• [Extracto proporcionado]:

Si no creo, me pongo en modo reposo, solo que a diferencia de un ordenador, a mí ese modo me consume. Puedo estar horas y horas editando un vídeo, tomando fotos, revelándolas, realizando, redactando. Una tarea profunda y concreta sin la menor distracción. Pero lejos de eso, todo es un reloj de arena cuya tierra me cae encima. Enterrándome lentamente.
Pero un jueves al mes resucito, porque ese día, oh ese día, ese día piloto yo, y la presión no hace sino provocarme más seguridad, porque es algo que controlo, algo que me enseña, que me construye. Un rayito de luz.
Y lo jodido es que he entendido qué es un fotógrafo, y no es nada parecido a lo que nos creemos. Y lo supe el día que pospuse unas vacaciones por ayudar a un compañero que a diferencia de mí, él sí es fotógrafo. Supe ese día lo que es acuñar ese término. Y lo supe porque tuve a toda una agencia de branding para vivir la experiencia. Y llevé a cabo una sesión comercial como si lo hubiera hecho toda la vida, siendo la primera. Me llegó la faena de rebote, pero ahí estaba, rodeado de creativos, de estilistas, modelos, y gente cuya labor es vender a través de las imágenes aprobando cada clic que hacía con esa Nikon D4s ajena que heredé por ese día. Me sentí en mi universo. Hasta que sabes que eso es el 20% del trabajo del fotógrafo. Que el resto es buscar a ese cliente y otras funciones que se resumen en papeleo y burocracia. ¡Pero joder con ese 20%!

• [Datos proporcionados]:

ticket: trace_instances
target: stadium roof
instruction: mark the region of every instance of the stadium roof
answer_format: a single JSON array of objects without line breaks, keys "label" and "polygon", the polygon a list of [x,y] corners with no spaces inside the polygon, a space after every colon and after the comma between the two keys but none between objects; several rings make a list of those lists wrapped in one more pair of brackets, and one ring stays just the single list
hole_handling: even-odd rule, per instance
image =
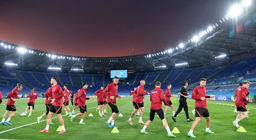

• [Lista de tareas]:
a) Imprime, por favor, el extracto sobre fotografía desde "Si no creo, me" hasta "encima. Enterrándome lentamente.".
b) Resume el extracto sobre fotografía en dos oraciones.

• [Soluciones de tareas]:
a)
Si no creo, me pongo en modo reposo, solo que a diferencia de un ordenador, a mí ese modo me consume. Puedo estar horas y horas editando un vídeo, tomando fotos, revelándolas, realizando, redactando. Una tarea profunda y concreta sin la menor distracción. Pero lejos de eso, todo es un reloj de arena cuya tierra me cae encima. Enterrándome lentamente.

b) Quien escribe dice que, cuando no crea, ese reposo le consume, y que solo resucita un jueves al mes, cuando pilota algo que controla y que le construye. Al ayudar a un compañero que sí es fotógrafo, hizo su primera sesión comercial con una agencia de branding y entendió qué es un fotógrafo, aunque esa parte es solo el 20% del trabajo y el resto es buscar clientes, papeleo y burocracia.